Leader of the Future Forward Party
- In office 27 May 2018 – 21 February 2020
- Preceded by: Position established
- Succeeded by: Pita Limjaroenrat (Move Forward Party; de facto)

Member of the House of Representatives
- In office 24 March 2019 – 20 November 2019
- Constituency: Party-list

Personal details
- Born: 25 November 1978 (age 47) Bangkok, Thailand
- Party: Future Forward (2018–2020)
- Other political affiliations: Progressive Movement (since 2020)
- Spouse: Rawiphan Daengthongdi
- Children: 4
- Parents: Pattana Juangroongruangkit (father); Somporn Juangroongruangkit (mother);
- Relatives: Suriya Juangroongruangkit (uncle); Pongkawin Juangroongruangkit (cousin);
- Alma mater: Thammasat University; University of Nottingham; Chulalongkorn University; New York University; Hong Kong University of Science and Technology; University of St. Gallen;
- Occupation: Politician; businessman;
- Nickname: Ek (เอก)

= Thanathorn Juangroongruangkit =

Thai politician and businessman (born 1978)

Thanathorn Juangroongruangkit (ธนาธร จึงรุ่งเรืองกิจ, /th/; born 25 November 1978) is a Thai businessman and former politician who served as the leader of the Future Forward Party from 2018 to 2020. From 2002 to 2018, he was the vice president of the Thai Summit Group, Thailand's largest auto parts manufacturer.

In March 2018, Thanathorn co-founded the Future Forward Party and was unanimously elected as the party's leader during its first public meeting in May 2018.

==Early life and family==
Thanathorn Juangroongruangkit was born and raised in Bangkok, within a Thai Chinese family that traces its roots back to Fujian province. His Chinese surname is Zhuang (莊) in Mandarin Chinese. His family is notable in the Thai business landscape, particularly through their involvement with the Thai Summit Group. This company, founded by Thanathorn's father, Pattana Juangroongruangkit, in 1977, later came under the leadership of his mother, Somporn Juangroongruangkit, following Pattana's death in 2002. Additionally, the Juangroongruangkit family has significant holdings in Matichon Publishing Group, a major Thai media conglomerate.

In the context of Thanathorn's entry into politics, he made significant professional changes to avoid potential conflicts of interest. He stepped down from his positions at the Matichon board and the Thai Summit Group. Concurrently, his mother, Somporn, divested all her shares in Matichon.

++++

▶ **Exercises to complete**
1: Answer these questions from the biography of Thanathorn Juangroongruangkit:
(a) Which party did Thanathorn lead, and in which years?
(b) Who founded the Thai Summit Group, and in what year?
(c) What nickname is listed for him?
2: Proceed with the biography of Thanathorn Juangroongruangkit, picking up right after its final sentence.

Excerpts from a dataset:

++++

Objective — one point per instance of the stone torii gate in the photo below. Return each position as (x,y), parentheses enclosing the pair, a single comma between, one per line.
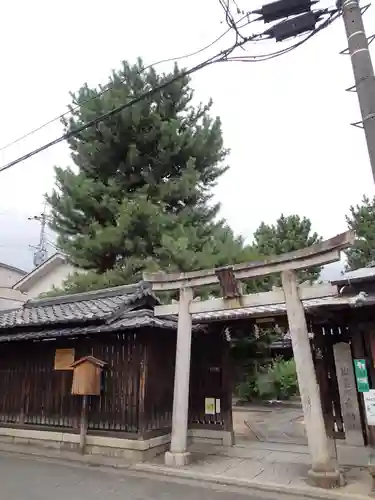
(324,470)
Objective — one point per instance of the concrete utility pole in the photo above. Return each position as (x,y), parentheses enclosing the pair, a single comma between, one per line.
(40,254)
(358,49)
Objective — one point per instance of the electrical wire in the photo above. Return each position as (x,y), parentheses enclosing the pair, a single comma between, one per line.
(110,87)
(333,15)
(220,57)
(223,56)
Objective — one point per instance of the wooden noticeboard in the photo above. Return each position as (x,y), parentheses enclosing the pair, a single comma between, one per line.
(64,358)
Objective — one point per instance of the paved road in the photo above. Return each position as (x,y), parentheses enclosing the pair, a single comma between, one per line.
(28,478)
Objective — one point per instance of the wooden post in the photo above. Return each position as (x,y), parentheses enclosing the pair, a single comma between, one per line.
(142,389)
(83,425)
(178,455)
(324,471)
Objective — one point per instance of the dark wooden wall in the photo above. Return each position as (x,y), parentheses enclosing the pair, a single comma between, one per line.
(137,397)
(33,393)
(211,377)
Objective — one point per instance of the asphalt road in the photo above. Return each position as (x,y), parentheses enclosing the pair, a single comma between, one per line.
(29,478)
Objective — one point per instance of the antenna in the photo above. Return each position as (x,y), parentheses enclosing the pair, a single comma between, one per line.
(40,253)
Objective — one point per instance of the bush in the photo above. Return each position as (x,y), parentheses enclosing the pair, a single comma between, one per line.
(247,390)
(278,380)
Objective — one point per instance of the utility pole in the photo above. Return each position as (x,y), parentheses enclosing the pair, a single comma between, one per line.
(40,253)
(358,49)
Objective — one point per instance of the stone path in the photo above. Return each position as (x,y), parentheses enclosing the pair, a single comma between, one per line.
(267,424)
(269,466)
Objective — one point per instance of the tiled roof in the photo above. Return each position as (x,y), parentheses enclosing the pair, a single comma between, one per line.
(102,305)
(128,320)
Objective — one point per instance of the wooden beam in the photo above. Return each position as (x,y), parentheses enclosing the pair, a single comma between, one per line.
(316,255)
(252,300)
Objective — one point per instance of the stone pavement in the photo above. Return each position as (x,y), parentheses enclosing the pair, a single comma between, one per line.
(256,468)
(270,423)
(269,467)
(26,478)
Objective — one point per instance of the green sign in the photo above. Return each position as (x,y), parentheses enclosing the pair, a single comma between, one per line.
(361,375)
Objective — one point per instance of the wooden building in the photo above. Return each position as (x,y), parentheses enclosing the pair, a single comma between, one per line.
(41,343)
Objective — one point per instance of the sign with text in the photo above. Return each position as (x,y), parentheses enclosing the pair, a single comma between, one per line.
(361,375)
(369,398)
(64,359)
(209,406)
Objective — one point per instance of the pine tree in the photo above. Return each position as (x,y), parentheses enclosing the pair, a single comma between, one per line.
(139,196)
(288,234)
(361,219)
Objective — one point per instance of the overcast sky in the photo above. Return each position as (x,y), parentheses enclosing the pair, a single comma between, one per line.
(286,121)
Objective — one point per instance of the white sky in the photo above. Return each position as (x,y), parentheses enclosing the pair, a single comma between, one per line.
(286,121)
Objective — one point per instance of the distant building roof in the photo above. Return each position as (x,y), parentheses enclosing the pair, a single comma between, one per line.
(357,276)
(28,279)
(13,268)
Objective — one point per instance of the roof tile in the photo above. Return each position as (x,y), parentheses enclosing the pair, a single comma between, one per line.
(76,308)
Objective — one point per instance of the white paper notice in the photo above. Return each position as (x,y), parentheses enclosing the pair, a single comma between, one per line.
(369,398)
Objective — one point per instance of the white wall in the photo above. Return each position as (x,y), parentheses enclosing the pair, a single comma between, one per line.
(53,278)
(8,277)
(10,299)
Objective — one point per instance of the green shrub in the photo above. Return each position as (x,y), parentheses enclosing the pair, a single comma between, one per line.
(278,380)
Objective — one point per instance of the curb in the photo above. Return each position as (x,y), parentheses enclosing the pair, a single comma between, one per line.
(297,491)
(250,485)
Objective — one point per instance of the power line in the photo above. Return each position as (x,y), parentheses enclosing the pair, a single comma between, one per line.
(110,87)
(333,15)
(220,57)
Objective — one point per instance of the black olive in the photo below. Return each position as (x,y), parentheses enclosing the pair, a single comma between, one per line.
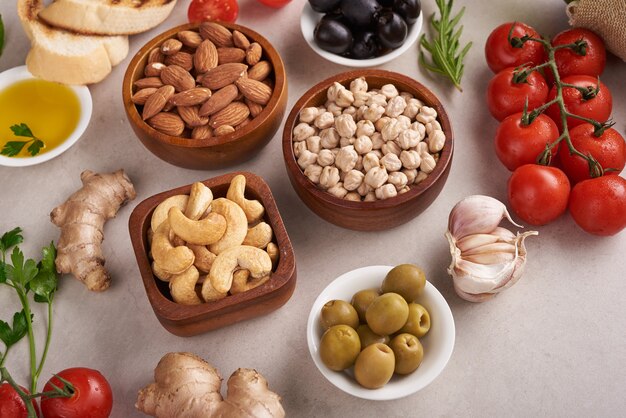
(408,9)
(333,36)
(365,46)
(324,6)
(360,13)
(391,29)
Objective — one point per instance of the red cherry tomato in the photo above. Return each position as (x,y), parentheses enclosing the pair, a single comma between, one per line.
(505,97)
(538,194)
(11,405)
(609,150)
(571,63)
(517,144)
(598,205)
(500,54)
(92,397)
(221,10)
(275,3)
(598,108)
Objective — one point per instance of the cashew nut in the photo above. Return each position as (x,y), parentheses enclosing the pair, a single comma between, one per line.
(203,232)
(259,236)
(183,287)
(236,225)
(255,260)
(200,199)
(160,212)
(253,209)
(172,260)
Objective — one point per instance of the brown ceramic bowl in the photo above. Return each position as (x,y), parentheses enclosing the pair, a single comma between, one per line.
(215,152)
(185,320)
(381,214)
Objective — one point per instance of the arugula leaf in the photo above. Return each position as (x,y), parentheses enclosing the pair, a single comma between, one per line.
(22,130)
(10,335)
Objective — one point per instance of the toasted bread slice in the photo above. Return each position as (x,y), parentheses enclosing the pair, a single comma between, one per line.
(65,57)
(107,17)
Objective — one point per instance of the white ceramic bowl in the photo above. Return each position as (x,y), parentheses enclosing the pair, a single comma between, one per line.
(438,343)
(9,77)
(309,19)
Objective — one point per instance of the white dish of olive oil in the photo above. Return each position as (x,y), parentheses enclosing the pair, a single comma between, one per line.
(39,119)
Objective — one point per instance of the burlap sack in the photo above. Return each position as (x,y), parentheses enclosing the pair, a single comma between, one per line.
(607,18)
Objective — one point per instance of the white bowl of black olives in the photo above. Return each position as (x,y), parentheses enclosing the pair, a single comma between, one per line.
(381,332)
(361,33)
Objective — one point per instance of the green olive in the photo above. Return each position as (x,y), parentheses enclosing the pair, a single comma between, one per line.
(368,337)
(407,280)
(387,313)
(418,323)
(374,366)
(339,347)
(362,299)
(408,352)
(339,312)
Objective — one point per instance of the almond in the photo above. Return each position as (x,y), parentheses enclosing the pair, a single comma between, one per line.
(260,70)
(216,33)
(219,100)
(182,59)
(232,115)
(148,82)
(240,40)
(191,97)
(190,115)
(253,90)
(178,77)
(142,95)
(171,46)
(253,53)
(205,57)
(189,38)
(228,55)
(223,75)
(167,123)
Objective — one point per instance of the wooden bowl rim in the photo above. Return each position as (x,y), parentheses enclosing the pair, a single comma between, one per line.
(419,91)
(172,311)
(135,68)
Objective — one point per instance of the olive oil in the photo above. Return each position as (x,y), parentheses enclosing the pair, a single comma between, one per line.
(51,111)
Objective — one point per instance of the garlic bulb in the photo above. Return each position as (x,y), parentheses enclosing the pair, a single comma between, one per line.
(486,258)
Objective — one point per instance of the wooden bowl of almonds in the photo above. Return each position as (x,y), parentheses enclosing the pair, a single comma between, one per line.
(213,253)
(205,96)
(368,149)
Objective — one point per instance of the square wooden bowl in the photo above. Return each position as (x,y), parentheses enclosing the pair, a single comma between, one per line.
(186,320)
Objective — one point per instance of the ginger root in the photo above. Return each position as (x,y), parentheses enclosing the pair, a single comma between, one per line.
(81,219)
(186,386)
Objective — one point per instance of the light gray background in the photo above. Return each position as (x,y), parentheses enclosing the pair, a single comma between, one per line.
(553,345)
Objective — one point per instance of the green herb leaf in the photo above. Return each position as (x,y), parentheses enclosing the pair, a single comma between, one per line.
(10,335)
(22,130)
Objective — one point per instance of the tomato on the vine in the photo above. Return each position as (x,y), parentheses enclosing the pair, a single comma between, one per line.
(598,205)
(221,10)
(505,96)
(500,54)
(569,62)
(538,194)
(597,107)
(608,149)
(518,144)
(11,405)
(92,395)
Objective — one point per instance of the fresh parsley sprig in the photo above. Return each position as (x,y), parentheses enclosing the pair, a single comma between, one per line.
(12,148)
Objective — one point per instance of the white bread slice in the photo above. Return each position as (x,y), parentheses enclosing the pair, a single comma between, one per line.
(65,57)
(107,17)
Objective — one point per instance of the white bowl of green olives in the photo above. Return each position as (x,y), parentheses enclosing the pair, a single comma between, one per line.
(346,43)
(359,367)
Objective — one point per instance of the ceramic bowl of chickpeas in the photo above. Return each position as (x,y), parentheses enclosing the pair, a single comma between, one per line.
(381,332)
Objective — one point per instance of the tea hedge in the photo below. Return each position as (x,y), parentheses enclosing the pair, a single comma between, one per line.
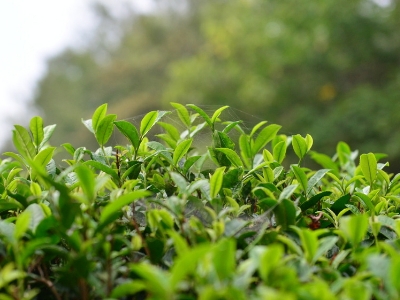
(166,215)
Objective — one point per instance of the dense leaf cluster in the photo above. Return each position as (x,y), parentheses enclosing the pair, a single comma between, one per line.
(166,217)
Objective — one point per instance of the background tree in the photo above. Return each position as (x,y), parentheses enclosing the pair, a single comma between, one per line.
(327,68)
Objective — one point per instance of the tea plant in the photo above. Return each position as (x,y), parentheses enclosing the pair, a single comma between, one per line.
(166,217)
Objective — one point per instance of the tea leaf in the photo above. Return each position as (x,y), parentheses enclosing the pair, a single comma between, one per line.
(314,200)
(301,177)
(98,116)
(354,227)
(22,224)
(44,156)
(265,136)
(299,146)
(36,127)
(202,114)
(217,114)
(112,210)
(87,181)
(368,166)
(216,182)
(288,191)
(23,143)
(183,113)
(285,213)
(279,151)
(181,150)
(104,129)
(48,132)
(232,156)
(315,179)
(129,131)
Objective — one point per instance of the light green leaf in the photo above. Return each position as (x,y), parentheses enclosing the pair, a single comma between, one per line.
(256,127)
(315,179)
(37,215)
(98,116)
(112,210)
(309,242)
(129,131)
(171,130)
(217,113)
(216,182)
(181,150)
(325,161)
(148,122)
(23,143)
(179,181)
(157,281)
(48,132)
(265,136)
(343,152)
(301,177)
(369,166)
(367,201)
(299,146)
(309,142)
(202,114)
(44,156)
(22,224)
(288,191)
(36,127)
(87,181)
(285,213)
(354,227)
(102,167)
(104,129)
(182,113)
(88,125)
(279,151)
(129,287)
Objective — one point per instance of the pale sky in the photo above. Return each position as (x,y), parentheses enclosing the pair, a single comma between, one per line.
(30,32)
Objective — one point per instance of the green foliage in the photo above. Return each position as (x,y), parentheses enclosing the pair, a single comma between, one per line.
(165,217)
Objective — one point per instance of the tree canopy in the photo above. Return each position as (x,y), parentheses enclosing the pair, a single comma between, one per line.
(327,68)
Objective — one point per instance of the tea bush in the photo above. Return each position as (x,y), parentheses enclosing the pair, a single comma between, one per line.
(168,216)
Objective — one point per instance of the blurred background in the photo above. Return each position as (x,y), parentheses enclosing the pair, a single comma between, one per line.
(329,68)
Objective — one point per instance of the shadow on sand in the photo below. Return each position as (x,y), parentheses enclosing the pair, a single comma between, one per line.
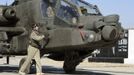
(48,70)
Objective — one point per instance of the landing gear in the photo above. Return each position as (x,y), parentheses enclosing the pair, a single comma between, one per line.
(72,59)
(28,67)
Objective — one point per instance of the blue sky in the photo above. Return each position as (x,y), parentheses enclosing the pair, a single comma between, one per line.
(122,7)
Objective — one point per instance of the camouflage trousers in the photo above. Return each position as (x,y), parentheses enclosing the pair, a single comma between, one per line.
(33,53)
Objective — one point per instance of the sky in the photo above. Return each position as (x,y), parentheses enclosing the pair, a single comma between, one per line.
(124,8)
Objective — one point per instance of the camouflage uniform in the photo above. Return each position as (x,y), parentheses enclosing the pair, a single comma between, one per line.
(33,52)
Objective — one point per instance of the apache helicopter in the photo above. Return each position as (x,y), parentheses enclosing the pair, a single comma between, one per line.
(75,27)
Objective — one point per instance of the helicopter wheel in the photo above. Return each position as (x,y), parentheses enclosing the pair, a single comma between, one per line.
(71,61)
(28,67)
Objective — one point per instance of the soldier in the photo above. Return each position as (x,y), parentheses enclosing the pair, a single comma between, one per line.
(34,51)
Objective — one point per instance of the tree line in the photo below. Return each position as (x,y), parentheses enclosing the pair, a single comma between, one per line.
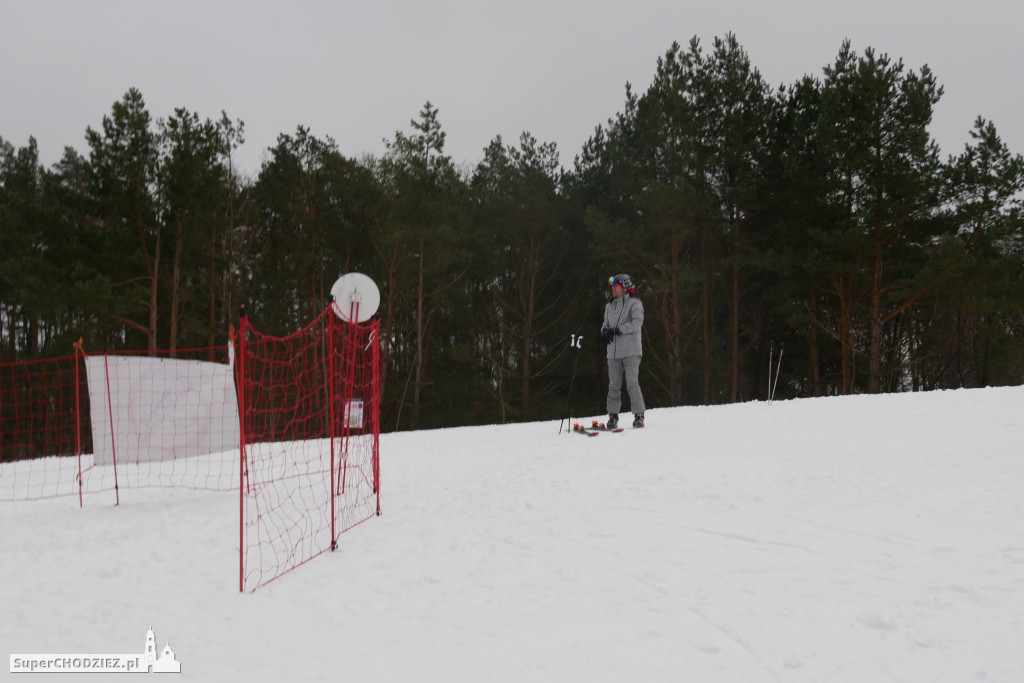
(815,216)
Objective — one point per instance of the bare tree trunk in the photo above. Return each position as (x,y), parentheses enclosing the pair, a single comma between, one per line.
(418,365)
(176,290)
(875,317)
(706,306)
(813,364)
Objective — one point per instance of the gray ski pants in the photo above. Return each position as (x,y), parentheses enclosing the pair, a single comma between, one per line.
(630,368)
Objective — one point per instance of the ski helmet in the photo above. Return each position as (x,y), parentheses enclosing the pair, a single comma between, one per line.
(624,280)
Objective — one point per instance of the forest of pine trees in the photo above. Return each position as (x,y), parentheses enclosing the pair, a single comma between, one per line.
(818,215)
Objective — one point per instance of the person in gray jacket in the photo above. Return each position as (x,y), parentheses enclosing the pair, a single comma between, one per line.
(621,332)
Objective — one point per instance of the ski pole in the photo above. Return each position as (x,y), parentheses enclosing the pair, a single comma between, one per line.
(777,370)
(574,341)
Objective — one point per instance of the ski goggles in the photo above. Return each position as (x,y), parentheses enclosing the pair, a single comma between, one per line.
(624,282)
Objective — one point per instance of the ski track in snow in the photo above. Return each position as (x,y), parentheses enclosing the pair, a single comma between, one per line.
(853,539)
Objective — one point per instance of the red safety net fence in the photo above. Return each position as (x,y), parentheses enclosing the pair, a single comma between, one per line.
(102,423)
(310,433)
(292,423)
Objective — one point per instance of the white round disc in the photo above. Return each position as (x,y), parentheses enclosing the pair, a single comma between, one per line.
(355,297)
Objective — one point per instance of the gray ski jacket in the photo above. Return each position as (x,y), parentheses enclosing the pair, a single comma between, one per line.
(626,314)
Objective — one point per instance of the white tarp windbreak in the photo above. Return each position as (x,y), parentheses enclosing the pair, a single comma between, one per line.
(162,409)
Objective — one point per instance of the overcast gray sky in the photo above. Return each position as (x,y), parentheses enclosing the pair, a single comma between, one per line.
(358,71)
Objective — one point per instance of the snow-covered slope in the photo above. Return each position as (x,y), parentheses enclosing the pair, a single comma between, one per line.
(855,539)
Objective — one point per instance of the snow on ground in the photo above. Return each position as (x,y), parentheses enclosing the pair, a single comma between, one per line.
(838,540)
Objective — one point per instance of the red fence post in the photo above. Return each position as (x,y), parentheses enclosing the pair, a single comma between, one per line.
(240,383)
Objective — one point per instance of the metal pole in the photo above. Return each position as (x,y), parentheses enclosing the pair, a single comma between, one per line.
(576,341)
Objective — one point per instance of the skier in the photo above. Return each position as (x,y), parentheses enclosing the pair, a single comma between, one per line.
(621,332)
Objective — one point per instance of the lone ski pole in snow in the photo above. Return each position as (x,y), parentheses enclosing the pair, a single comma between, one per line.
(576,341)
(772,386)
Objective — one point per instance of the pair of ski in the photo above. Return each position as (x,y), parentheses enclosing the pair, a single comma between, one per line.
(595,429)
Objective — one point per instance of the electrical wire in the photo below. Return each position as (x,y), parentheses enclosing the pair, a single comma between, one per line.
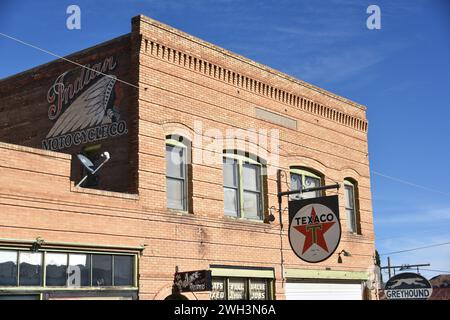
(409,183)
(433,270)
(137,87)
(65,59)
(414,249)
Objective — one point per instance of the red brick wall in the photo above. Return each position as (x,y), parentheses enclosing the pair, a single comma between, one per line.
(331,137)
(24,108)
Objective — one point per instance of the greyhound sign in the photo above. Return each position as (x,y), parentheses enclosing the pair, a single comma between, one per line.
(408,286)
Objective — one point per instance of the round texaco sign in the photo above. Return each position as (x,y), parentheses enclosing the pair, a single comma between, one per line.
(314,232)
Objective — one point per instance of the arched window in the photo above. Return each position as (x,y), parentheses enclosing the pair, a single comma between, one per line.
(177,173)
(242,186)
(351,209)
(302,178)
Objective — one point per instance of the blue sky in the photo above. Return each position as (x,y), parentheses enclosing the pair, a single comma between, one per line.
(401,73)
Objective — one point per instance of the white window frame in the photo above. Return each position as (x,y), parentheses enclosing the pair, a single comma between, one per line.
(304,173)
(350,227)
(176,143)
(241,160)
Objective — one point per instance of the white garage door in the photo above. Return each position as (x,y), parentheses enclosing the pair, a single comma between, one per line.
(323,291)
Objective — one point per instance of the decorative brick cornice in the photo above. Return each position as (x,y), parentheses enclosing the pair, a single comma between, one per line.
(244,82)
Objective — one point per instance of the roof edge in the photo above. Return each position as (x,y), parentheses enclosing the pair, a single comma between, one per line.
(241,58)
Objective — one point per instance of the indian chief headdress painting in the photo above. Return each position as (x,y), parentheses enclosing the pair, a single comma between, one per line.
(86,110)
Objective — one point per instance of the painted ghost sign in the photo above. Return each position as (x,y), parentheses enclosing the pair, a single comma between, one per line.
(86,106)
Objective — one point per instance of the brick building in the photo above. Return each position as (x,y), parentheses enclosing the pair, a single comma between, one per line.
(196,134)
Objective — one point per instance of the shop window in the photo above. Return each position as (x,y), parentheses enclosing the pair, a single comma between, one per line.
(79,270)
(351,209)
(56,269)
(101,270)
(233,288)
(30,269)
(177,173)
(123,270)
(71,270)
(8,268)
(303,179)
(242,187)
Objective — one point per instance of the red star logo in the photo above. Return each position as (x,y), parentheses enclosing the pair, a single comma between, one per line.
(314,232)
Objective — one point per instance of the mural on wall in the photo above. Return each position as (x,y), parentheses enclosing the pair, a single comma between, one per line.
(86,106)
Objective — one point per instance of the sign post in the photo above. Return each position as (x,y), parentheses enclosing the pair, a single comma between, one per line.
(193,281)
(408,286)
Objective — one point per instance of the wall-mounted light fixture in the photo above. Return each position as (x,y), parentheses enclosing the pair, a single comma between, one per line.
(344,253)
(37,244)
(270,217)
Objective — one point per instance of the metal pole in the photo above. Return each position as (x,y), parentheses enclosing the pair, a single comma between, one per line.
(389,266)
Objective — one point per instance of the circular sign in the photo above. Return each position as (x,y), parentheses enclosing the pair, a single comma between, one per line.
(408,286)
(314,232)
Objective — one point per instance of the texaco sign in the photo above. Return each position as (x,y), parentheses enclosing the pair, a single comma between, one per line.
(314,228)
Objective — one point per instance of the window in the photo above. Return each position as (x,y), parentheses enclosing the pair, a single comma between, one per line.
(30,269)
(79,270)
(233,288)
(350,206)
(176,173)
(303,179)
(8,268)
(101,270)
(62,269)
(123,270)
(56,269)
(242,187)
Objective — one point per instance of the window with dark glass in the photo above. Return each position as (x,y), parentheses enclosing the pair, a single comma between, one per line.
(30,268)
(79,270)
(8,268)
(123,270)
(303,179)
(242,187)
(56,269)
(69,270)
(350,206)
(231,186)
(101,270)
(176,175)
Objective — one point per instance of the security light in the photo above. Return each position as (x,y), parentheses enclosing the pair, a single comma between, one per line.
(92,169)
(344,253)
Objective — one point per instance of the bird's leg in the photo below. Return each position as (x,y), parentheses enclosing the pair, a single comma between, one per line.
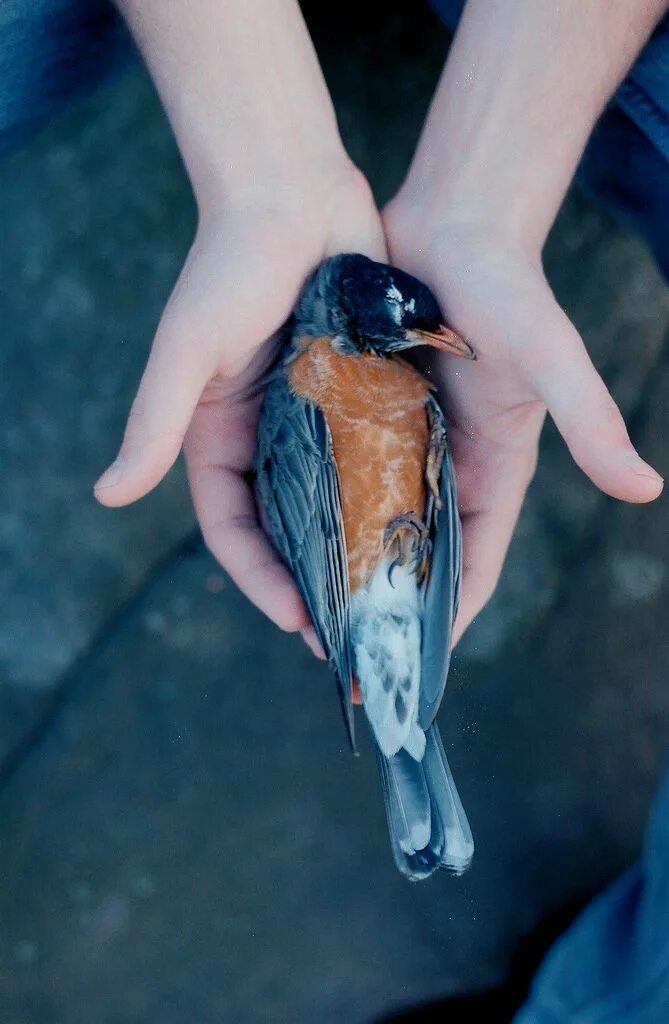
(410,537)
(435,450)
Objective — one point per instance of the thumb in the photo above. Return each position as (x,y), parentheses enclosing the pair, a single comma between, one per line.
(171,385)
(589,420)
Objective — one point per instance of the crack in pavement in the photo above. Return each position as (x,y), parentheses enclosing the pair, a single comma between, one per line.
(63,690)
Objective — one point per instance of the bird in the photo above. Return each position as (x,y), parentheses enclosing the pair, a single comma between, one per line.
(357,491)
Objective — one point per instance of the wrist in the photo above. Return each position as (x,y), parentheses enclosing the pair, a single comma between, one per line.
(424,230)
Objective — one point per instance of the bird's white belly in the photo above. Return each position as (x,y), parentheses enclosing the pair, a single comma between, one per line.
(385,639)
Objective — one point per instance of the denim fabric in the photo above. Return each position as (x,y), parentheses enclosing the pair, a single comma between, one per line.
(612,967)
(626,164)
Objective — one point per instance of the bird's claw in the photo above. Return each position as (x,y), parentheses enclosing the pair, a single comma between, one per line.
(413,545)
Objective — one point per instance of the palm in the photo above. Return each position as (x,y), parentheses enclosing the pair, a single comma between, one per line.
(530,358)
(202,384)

++++

▶ **Answers by item**
1:
(a) The Future Forward Party, from 2018 to 2020.
(b) His father, Pattana Juangroongruangkit, in 1977.
(c) Ek (เอก).

2:
Another notable member of the Juangroongruangkit family in Thai politics is Thanathorn's uncle, Suriya Juangroongruangkit. Suriya has a history of political involvement, having served as Thailand's Minister of Transport from 2002 to 2005. He is a key figure in the Palang Pracharat Party, a leading pro-junta political party in Thailand and a major component of the current government coalition.

== Education ==
Thanathorn began his education at the Triam Udom Suksa School in Bangkok. Following high school, he pursued higher education, earning a joint-honours Bachelor of Engineering (B.Eng.) in mechanical engineering from Thammasat University and the University of Nottingham. His time at university was marked by significant involvement in student leadership, serving as the President of the Thammasat University Students Union in 1999 and subsequently as the Deputy Secretary-General of the Students Federation of Thailand.

Thanathorn's academic pursuits extended beyond engineering. He obtained three master's degrees, reflecting his growing interest in broader social and economic issues. These degrees include a Master's in Political Economy from Chulalongkorn University, a joint Master's in Global Finance from Stern School of Business at New York University and The Hong Kong University of Science and Technology, and a Master's in International Business Law from the University of St. Gallen.

Parallel to his academic journey, Thanathorn was actively engaged in social and economic reform activities in Thailand. He was involved with charities and NGOs such as Friends of the People and the Assembly of the Poor. Notably, he advocated for the rights of villagers in Ubon Ratchathani Province affected by the Pak Mun Dam, campaigning for their land and compensation rights.

Thanathorn's involvement in student movements during his academic years was a subject of concern for his family. In various interviews, it has been revealed that Thanathorn experienced disagreements with his uncle, Suriya Juangroongruangkit, from a young age. A key point of contention between them centered around the Trans Thai-Malaysia Gas Pipeline Project. Thanathorn's perspective on this project reflects his broader critique of government practices, which he associates with issues of accountability and what he describes as crony capitalism. He has linked these concerns to broader economic challenges faced by Thailand, notably referencing the 1997 economic crisis.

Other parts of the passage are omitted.